Scan the entries that follow for the word "backrest", then report every line in which it appears.

— Exercise input —
▬▬▬▬▬▬

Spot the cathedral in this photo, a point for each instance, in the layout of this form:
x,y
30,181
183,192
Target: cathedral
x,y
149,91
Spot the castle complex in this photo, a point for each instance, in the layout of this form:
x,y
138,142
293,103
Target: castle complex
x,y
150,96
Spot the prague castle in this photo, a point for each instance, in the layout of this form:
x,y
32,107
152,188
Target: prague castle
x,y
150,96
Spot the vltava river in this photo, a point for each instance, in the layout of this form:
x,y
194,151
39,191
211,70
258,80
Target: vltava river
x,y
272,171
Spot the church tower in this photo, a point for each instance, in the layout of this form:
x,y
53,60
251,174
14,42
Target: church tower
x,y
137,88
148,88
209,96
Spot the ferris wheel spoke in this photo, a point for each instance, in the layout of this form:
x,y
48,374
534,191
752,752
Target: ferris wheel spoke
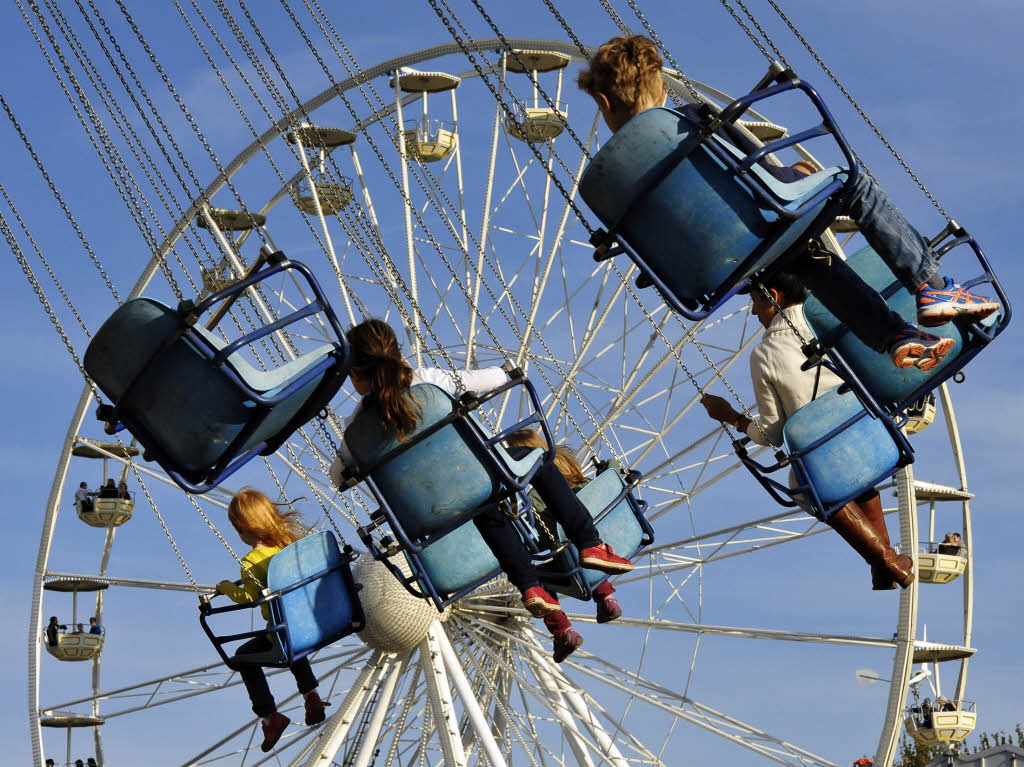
x,y
201,680
695,713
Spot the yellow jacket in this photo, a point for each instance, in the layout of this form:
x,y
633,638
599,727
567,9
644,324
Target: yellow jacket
x,y
254,566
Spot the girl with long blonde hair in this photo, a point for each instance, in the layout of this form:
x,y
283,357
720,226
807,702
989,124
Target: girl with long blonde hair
x,y
381,376
267,527
608,608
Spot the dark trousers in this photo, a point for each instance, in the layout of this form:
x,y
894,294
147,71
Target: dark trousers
x,y
505,543
255,680
904,249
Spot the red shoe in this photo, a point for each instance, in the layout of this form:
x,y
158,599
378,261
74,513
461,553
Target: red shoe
x,y
539,602
273,728
314,709
565,644
608,609
602,558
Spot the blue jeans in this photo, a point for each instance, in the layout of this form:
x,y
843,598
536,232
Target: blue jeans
x,y
842,291
255,680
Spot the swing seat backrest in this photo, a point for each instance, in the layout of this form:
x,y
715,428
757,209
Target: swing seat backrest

▬▬▬▬▬▬

— Result of this task —
Spot the swing seat backrest in this photo, a point for each instance, in the layout of this form:
Target: swing seat backrest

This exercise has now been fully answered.